* _WHAT YOU ARE ASKED TO DO_
Take the line that contains "of the sculpture" and all lines after it, up to and including the last line of the data, and write them out exactly; nothing else belongs in the answer.

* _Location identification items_
# # # # #
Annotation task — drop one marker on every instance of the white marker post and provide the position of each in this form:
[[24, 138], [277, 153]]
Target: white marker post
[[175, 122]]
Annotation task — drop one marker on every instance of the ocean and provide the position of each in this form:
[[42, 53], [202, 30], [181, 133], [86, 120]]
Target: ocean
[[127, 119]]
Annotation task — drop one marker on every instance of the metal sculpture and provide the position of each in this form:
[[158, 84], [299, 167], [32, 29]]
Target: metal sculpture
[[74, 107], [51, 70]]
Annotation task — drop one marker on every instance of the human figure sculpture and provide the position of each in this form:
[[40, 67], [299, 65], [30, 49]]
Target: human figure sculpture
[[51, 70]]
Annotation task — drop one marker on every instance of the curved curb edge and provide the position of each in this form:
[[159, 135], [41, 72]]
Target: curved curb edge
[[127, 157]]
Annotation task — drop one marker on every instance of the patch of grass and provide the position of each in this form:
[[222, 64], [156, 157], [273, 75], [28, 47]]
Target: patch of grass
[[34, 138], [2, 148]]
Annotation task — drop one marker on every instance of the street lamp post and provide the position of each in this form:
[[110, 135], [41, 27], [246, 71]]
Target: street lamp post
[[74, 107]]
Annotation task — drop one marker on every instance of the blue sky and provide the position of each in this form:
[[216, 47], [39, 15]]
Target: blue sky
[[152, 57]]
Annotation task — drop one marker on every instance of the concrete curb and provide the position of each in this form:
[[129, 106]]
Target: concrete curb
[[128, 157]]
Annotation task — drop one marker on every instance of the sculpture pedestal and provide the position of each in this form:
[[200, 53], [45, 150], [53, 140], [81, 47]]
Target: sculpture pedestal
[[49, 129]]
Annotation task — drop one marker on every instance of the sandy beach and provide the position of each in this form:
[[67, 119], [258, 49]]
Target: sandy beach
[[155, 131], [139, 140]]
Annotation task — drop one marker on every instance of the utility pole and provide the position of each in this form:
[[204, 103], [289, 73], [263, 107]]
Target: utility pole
# # # # #
* _TASK OUTPUT_
Annotation task — drop one marker on every instance of the sculpture pedestal and provide the position of each in this form:
[[200, 53], [45, 150], [53, 140], [81, 47]]
Target: sculpture pedestal
[[49, 129]]
Annotation task — drop one marker on every instance of the sandy beach and provide the position of each in this form:
[[67, 119], [258, 49]]
Target: sandy beach
[[155, 131], [139, 140]]
Annotation task — drop one marker on every instance of the utility pole and provide the position of each in this form:
[[204, 103], [289, 73], [263, 107]]
Target: utility pole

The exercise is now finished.